Labeled-object pointing entries:
[START]

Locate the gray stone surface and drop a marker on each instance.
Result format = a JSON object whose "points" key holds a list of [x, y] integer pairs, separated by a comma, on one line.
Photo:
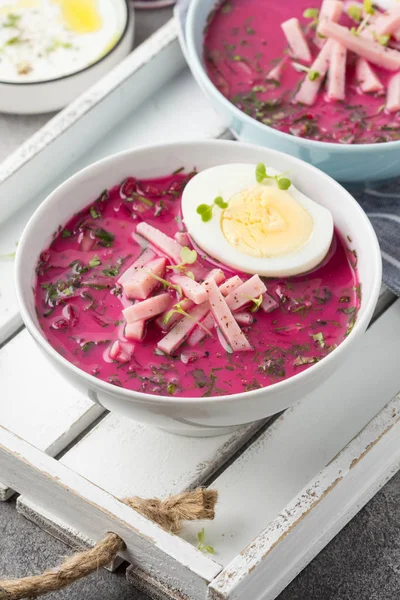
{"points": [[361, 563]]}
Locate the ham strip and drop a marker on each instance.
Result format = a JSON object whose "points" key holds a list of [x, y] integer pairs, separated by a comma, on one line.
{"points": [[147, 309], [367, 78], [331, 10], [142, 284], [374, 52], [252, 288], [225, 320], [308, 90], [192, 290], [179, 333], [296, 40], [337, 72], [393, 94], [161, 241], [146, 256]]}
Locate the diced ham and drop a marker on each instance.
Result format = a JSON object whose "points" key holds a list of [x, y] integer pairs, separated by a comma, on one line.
{"points": [[388, 22], [244, 318], [331, 10], [147, 309], [191, 289], [393, 94], [142, 283], [366, 77], [230, 285], [225, 320], [147, 255], [337, 72], [252, 288], [121, 351], [135, 331], [185, 305], [269, 303], [296, 40], [161, 241], [198, 333], [308, 90], [374, 52], [276, 73], [179, 333], [216, 275], [182, 238]]}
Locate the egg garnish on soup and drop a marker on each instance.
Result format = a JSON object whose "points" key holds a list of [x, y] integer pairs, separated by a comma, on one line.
{"points": [[253, 219]]}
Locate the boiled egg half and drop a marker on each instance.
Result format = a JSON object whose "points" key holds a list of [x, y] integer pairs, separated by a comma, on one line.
{"points": [[256, 227]]}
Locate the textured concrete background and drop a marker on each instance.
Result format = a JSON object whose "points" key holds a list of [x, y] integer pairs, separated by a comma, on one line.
{"points": [[361, 563]]}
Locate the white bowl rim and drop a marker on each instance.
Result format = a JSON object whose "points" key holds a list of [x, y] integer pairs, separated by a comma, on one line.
{"points": [[128, 20], [131, 395], [305, 142]]}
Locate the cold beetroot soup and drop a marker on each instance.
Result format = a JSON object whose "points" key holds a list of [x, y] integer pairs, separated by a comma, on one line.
{"points": [[329, 73], [98, 257]]}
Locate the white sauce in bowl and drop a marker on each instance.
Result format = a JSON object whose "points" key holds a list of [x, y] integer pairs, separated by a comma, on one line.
{"points": [[41, 40]]}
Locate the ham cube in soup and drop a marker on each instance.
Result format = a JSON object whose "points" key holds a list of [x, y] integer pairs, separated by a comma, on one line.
{"points": [[147, 309], [143, 282], [135, 331], [140, 262], [161, 241], [225, 320], [121, 351]]}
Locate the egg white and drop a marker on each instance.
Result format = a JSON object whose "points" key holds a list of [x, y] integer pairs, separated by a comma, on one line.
{"points": [[228, 180]]}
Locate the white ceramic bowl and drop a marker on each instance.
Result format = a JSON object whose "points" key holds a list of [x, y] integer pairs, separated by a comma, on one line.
{"points": [[54, 94], [197, 416]]}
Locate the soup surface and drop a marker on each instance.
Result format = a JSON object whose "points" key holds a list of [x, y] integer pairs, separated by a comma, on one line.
{"points": [[79, 303], [244, 42]]}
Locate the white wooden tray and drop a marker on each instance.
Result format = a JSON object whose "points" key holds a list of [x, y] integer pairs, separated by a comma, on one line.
{"points": [[286, 487]]}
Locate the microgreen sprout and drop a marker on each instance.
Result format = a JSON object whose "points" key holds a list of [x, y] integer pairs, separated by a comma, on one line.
{"points": [[166, 283], [381, 39], [283, 182], [355, 12], [177, 309], [311, 13], [319, 338], [256, 303], [205, 210], [201, 536], [188, 257], [312, 75]]}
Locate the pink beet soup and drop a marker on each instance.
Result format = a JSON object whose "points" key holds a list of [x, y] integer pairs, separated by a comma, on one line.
{"points": [[244, 41], [79, 303]]}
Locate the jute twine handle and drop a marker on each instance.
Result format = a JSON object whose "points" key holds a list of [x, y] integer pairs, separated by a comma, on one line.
{"points": [[169, 514]]}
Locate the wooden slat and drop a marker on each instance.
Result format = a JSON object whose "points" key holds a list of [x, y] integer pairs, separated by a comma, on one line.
{"points": [[273, 470], [36, 403], [94, 512], [328, 502]]}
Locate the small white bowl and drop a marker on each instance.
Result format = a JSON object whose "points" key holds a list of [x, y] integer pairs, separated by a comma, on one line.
{"points": [[197, 416], [35, 97]]}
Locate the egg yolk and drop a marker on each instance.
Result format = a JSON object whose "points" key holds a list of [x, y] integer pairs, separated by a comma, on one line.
{"points": [[265, 222], [80, 16]]}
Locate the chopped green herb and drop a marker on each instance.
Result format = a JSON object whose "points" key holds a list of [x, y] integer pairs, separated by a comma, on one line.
{"points": [[106, 237], [94, 213], [94, 262], [319, 338], [355, 12]]}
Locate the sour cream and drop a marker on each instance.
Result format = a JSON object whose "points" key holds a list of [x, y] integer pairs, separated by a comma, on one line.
{"points": [[41, 40]]}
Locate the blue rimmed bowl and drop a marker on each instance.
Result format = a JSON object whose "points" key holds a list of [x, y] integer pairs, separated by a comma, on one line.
{"points": [[346, 163]]}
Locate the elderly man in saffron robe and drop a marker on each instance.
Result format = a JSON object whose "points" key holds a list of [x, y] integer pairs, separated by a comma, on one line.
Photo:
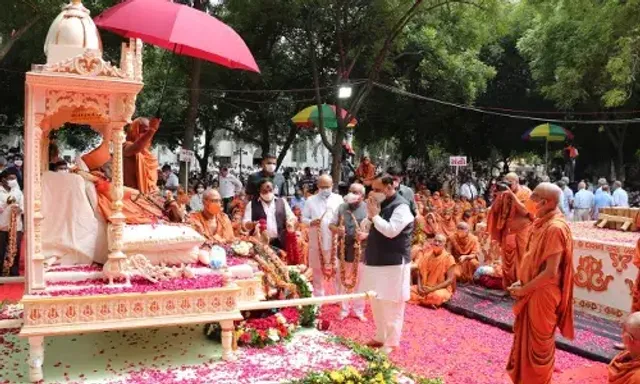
{"points": [[437, 275], [509, 223], [465, 248], [625, 367], [544, 294], [139, 165]]}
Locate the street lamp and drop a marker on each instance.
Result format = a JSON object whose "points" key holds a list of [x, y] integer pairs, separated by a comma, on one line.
{"points": [[344, 92]]}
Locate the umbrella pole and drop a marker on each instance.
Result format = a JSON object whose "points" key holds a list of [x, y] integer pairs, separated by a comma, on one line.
{"points": [[166, 78]]}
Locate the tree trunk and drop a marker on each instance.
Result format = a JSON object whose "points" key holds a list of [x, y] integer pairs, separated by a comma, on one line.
{"points": [[192, 111], [6, 47], [293, 133]]}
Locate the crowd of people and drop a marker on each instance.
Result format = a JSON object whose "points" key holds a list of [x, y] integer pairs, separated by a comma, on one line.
{"points": [[379, 234]]}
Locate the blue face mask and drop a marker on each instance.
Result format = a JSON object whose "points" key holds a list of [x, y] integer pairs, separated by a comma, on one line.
{"points": [[325, 192]]}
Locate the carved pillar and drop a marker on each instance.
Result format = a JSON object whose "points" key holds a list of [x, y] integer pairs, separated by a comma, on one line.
{"points": [[36, 265], [227, 340], [114, 268]]}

[END]

**Exercise directions**: Go through the entries above and print each one exactly, minus the pictures.

**Solution for this task**:
Locate the gray stone surface and drop a marker on each instance.
Result format = a JSON object whose "points" key holds a list of [x, y] integer pairs, separated by a comma, on one line.
Photo:
{"points": [[361, 563]]}
Locate the ham strip and drop a marker on each instance.
Result format = a JSON object whose "points" key holds a list of [x, y] integer pairs, separated by a comma, on one line.
{"points": [[147, 309], [367, 78], [331, 10], [142, 284], [374, 52], [252, 288], [225, 320], [308, 90], [192, 290], [179, 333], [296, 40], [337, 72], [393, 94], [161, 241], [146, 256]]}
Locate the diced ham and drop a marker on each instance.
Result format = a JSON object whose "points" key holds a list of [x, y] integer pairs, separated by a comma, on one line.
{"points": [[388, 22], [244, 318], [331, 10], [147, 309], [191, 289], [393, 94], [142, 283], [366, 77], [230, 285], [225, 320], [147, 255], [337, 72], [252, 288], [121, 351], [135, 331], [185, 305], [269, 303], [296, 40], [161, 241], [198, 333], [308, 90], [374, 52], [276, 73], [179, 333], [216, 275], [182, 238]]}
Locate the egg garnish on soup and drop a marker on each instance.
Result format = a JSON object whose "points" key holds a list of [x, y] integer pairs, separated by a comma, on one line.
{"points": [[253, 219]]}
Locate the boiled egg half and drop a marker on each instance.
Result format = a JSON object whose "points" key holds a list of [x, y] integer pairs, separated by a comma, on one line.
{"points": [[256, 227]]}
Locate the textured concrete background and drop a marker on each instance.
Result format = a JSON object whose "points" key holds a list of [x, y] integer pairs, separated by a comma, on one line.
{"points": [[361, 563]]}
Locate the white bowl rim and drop a marker on each instance.
Result format = a JSON object whose "points" key holds a list of [x, y] integer pairs, separated by a comma, on one line.
{"points": [[128, 20], [131, 395], [305, 142]]}
Locate the cold beetroot soup and drop a marker on each instance.
Result format = a JSON object whose "points" key holds a list of [x, y] integer pairs, separated by a comma, on one line.
{"points": [[329, 73], [98, 257]]}
Locate the white sauce in bowl and drop a marker on each instance.
Result format = a JSON object whose "points" key holds a list of [x, y] integer pairs, separated by a comma, on one line.
{"points": [[41, 40]]}
Locate the ham cube in soup and drop a marker on each instance.
Result format = a JSON object whose "points" key holds a list of [x, y] integer pairs, separated by a comma, on one line.
{"points": [[147, 309], [143, 282], [135, 331], [140, 262], [161, 241], [225, 320], [121, 351]]}
Locate the egg white and drop a marker on each instance.
Result format = a JSON object whose "points" key holds a list of [x, y] integer pairs, separated by a comma, on one line.
{"points": [[228, 180]]}
Locate the white ceramic bowl and drop a marker on each instance.
Result format = a JSON object whose "points" key holds a list of [x, y] integer pairs, separated by a comma, on one line.
{"points": [[54, 94], [197, 416]]}
Locate the soup surface and drop a marker on each instance.
Result format = a JSON object whose "points" key holds a list of [x, y] integer pairs, separated by a comma, on one line.
{"points": [[79, 303], [244, 42]]}
Locate the white wooden tray and drop a marker on each instance.
Result format = a JSON object whose "points" key holds a list of [x, y] integer pairs, separated by a comma, on one line.
{"points": [[286, 487]]}
Locate the microgreen sprout and drop a marker on each instance.
Result format = a JSON object whose "points" key holds a list of [x, y] integer pairs, separated by a comma, on one line.
{"points": [[166, 283], [381, 39], [283, 182], [355, 12], [177, 309], [311, 13], [319, 338], [256, 303], [205, 210], [201, 536], [188, 257], [312, 75]]}
Locate the pink beet soup and drop a marker on each instance.
Result format = a JSON object whose "points" key holds a list of [x, y] integer pairs, separated by a comma, on one line.
{"points": [[244, 41], [79, 303]]}
Locate the jute twine handle and drop a marker on each instance.
Result format = a JSON object whose "points" key holds a list of [x, y] integer pairs, separated by a comma, on one line.
{"points": [[169, 514]]}
Locate the wooden slat and drop a marker on each instance.
Result format = a JSON object whose "points" key holds a list of [x, y] integer pairs, separated by a comma, on one line.
{"points": [[273, 470], [36, 403], [94, 512], [328, 502]]}
Locate the small white bowl and drop a marker on each instance.
Result format = a JSON object whose "points" key holds a list of [x, y] integer pairs, separated by a comma, on one line.
{"points": [[197, 416], [35, 97]]}
Locate the egg yolk and drop a marker on each instance.
Result format = a JSON object whose "points" key holds a list of [x, y] integer pairs, separated by a comma, on one line.
{"points": [[265, 222], [80, 16]]}
Locate the chopped green herb and drop a marker on each instance.
Result format = a JSON object whose "points" key holds a list of [x, y] integer pairs, separated by a comma, on one line.
{"points": [[106, 237], [94, 213], [94, 262], [319, 338], [355, 12]]}
Locate the sour cream and drop a marker on each instance.
Result format = a JSON object whose "points" key holds a list of [x, y] integer pairs, separated by a comma, on one line.
{"points": [[41, 40]]}
Locate the blue rimmed bowl and drop a marker on each instance.
Result format = a JSON object whose "points" key holds a list of [x, y] integer pairs, separated by a comma, on one line.
{"points": [[346, 163]]}
Locate the elderly man in saffron robe and drop a marker on each instance.
Result format = a JSON object whose "points" key holds a list of [x, y] integer pairs, separated by a comma, on one line.
Photo:
{"points": [[437, 275], [509, 223], [465, 248], [625, 367], [544, 294], [139, 165]]}
Locate the street lamp and drop a marker on each instance.
Result format = a JSON object whose "points" key holds a list of [x, y] integer pairs, separated by a comma, on one line.
{"points": [[344, 92]]}
Locate the umbrella pole and drop a marker on each instance.
Result format = a JSON object whose "points" key holds a list of [x, y] integer pairs, separated by a comma, on one line.
{"points": [[166, 78]]}
Locate the tree trunk and drop a marker on each instance.
Result format = a JSON object whose "points" key holds a list of [x, y] integer pairs, separated by a comma, on one line.
{"points": [[192, 111], [6, 47], [293, 133]]}
Locate the crowd of people and drop a marker on each instance.
Result format = a JSON object whose "points" key holds a list of [x, y] integer pairs, separated by a comma, on one line.
{"points": [[379, 234]]}
Locate the blue face mask and drop a marker on each instance.
Result format = a JSON object whose "points" key holds a list of [x, y] integer pairs, separated by a comma, on one line.
{"points": [[325, 192]]}
Locate the carved pillar and drop a marker on each instance.
Result format = a JSON object whose "points" key holds a list of [x, y] integer pairs, separated by a comma, on one line.
{"points": [[36, 265], [227, 340], [114, 268]]}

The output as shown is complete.